WHAT TO WORK ON: Would you set down the whole listing again exactly as it appears?

---------- MATERIAL SHOWN

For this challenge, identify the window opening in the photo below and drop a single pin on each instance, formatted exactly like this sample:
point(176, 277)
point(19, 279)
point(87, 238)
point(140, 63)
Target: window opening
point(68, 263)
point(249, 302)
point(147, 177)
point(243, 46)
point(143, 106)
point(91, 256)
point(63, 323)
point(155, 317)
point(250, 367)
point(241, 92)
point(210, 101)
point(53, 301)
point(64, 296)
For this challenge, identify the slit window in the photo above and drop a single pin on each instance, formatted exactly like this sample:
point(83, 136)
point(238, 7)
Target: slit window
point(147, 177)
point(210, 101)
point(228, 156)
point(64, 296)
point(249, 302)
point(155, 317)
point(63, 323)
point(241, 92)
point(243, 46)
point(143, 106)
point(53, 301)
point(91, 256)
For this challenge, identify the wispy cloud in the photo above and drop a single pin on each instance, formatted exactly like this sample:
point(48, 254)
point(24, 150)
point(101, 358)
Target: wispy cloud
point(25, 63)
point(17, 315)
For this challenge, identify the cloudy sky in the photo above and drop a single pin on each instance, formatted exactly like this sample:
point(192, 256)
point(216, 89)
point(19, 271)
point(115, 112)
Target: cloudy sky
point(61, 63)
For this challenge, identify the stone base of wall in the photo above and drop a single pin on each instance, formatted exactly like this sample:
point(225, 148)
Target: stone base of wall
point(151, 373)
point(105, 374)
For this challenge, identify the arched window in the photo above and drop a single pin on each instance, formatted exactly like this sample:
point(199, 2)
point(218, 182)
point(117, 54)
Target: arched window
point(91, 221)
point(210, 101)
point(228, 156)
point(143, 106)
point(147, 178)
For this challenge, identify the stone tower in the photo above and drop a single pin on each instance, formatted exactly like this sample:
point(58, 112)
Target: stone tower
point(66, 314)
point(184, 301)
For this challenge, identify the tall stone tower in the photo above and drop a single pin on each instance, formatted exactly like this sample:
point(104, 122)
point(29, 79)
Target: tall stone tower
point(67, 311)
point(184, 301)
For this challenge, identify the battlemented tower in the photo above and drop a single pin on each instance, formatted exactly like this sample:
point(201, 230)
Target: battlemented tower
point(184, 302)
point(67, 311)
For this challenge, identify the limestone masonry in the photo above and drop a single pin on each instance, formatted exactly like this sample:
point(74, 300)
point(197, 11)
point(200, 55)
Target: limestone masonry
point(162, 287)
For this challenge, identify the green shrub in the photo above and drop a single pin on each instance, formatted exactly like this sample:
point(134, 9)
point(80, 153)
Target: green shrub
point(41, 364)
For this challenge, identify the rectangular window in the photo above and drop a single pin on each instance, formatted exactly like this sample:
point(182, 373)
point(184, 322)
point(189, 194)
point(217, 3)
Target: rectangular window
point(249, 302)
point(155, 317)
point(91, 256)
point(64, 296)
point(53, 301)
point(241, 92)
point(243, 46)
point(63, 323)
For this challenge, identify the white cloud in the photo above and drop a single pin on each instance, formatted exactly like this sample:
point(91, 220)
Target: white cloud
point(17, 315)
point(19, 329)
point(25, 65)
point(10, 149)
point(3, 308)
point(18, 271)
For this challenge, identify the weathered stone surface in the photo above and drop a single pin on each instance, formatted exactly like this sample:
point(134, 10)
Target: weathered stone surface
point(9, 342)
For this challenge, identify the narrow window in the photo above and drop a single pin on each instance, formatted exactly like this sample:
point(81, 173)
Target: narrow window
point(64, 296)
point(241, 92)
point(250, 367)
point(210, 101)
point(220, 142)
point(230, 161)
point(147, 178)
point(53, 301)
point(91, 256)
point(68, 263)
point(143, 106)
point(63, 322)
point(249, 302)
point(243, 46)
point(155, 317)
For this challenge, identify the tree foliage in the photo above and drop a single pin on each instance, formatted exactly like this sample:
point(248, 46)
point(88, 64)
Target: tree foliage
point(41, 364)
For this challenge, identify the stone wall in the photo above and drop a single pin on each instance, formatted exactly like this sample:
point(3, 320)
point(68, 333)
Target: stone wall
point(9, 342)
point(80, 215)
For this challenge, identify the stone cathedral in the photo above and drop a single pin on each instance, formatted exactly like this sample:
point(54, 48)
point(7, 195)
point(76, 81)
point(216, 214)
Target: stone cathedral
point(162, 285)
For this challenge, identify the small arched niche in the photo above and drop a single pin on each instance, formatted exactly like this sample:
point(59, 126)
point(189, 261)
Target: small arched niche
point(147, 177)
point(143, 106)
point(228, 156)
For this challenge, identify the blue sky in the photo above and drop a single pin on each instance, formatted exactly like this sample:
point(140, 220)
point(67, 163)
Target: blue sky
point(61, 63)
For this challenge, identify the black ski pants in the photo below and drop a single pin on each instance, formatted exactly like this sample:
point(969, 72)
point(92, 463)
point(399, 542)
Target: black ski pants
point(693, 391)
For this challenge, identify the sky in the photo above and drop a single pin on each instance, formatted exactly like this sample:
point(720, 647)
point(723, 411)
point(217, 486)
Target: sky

--------------------

SOLUTION TO THE PROBLEM:
For this challenge, identify the window opening in the photo below and drop a single pin on each instance, formatted exactly like this sample:
point(176, 277)
point(19, 279)
point(87, 238)
point(140, 63)
Target: window opening
point(68, 263)
point(249, 302)
point(147, 177)
point(243, 46)
point(143, 106)
point(91, 256)
point(63, 323)
point(155, 317)
point(250, 367)
point(241, 92)
point(210, 101)
point(53, 301)
point(64, 296)
For this challenge, identify the slit window in the photo above and drop a single pin on each instance, formatted exactly like this sample:
point(83, 136)
point(238, 7)
Target: slit window
point(147, 177)
point(210, 101)
point(228, 156)
point(64, 296)
point(249, 302)
point(155, 317)
point(63, 323)
point(241, 92)
point(243, 46)
point(143, 106)
point(53, 301)
point(91, 256)
For this challenge, identify the wispy cloud in the photo above and drop a single pin on each instance, formatted exactly like this sample:
point(48, 254)
point(24, 150)
point(101, 358)
Target: wispy cloud
point(25, 63)
point(17, 315)
For this challenge, identify the cloudy sky in the photo above and drop a single pin on each instance, formatted exactly like this sample:
point(192, 256)
point(216, 89)
point(19, 271)
point(115, 112)
Target: cloudy sky
point(61, 63)
For this challenge, identify the stone base of wall in the photo above and drop a single pin on each instance, formatted exactly like this sample:
point(225, 148)
Target: stone base of wall
point(151, 373)
point(105, 374)
For this challenge, identify the arched window in the photo above and drop a single pin on each instance, formatted exactly like this sample:
point(199, 2)
point(218, 182)
point(117, 54)
Target: arched window
point(91, 221)
point(210, 101)
point(228, 156)
point(143, 106)
point(147, 178)
For this challenge, identify the stone tower in the photo above and drop a single pin on each instance, formatted exactly like this sample:
point(58, 112)
Target: stone tower
point(66, 314)
point(184, 301)
For this challenge, identify the tall stone tower in the photo above and drop a single pin on each instance, formatted exactly like this sample:
point(104, 122)
point(29, 79)
Target: tall stone tower
point(67, 311)
point(184, 301)
For this challenge, identify the battlemented tower in the photo above and drop a single pin on each instance, formatted exactly like this sample:
point(201, 230)
Target: battlemented tower
point(184, 302)
point(67, 311)
For this challenge, identify the limestone masonry in the photo above and drop a single pin on each instance, formatted exactly like this sample:
point(74, 300)
point(197, 11)
point(200, 55)
Target: limestone masonry
point(162, 287)
For this challenge, identify the green shrub in the photo above and drop a single pin on each instance, formatted exactly like this sample:
point(134, 9)
point(80, 153)
Target: green shrub
point(41, 364)
For this challenge, identify the rectangular window in the photo above and drop a single pin on each instance, formatted exactly like this sample:
point(182, 373)
point(184, 322)
point(189, 194)
point(217, 3)
Target: rectangular window
point(249, 302)
point(155, 317)
point(91, 256)
point(64, 296)
point(53, 301)
point(241, 92)
point(243, 46)
point(63, 323)
For this challenge, identify the white cloud in the photo above and drop a single pin on each instance, formatted exactly like this sample:
point(91, 220)
Target: white cloud
point(17, 315)
point(19, 329)
point(25, 65)
point(10, 149)
point(3, 308)
point(18, 271)
For this challenge, identify the weathered stone surface in the photo above and drop a single pin on each instance, formatted exactly like this sample:
point(134, 10)
Target: weathered stone surface
point(9, 342)
For this challenge, identify the narrow window in the photo above and drop a single pin on each instance, formatted exactly like this sample:
point(81, 173)
Target: narrow window
point(64, 296)
point(241, 92)
point(250, 367)
point(210, 101)
point(220, 142)
point(230, 161)
point(147, 178)
point(53, 301)
point(91, 256)
point(68, 263)
point(143, 106)
point(63, 322)
point(249, 302)
point(243, 46)
point(155, 317)
For this challenge, identify the tree foliage in the photo above and drop a single pin on each instance, formatted exactly like this sample:
point(248, 46)
point(88, 64)
Target: tree foliage
point(41, 364)
For this challenge, identify the stone wall in the photo above and drop a single pin on each instance, formatted exactly like this sample:
point(3, 320)
point(68, 333)
Target: stone wall
point(9, 342)
point(80, 215)
For this challenge, identify the stone cathedral in the photo above and drop a single pin on each instance, formatted exactly like this sample:
point(54, 48)
point(7, 195)
point(76, 81)
point(216, 214)
Target: stone cathedral
point(162, 285)
For this challenge, identify the small arched niche in the photo above and drop a single pin on each instance, formatted exactly like this sample:
point(59, 126)
point(189, 261)
Target: small arched niche
point(147, 177)
point(143, 106)
point(228, 156)
For this challenge, identify the blue sky in the photo above and drop a single pin on each instance, formatted exactly like this sample:
point(140, 220)
point(67, 163)
Target: blue sky
point(61, 63)
For this challenge, identify the black ski pants in the photo below and drop a single pin on each instance, formatted exactly like this sample:
point(969, 72)
point(92, 463)
point(399, 542)
Target: black ski pants
point(693, 391)
For this challenge, identify the sky in the photo above and drop a single pin on each instance, formatted exactly like this sample:
point(720, 647)
point(723, 411)
point(217, 486)
Target: sky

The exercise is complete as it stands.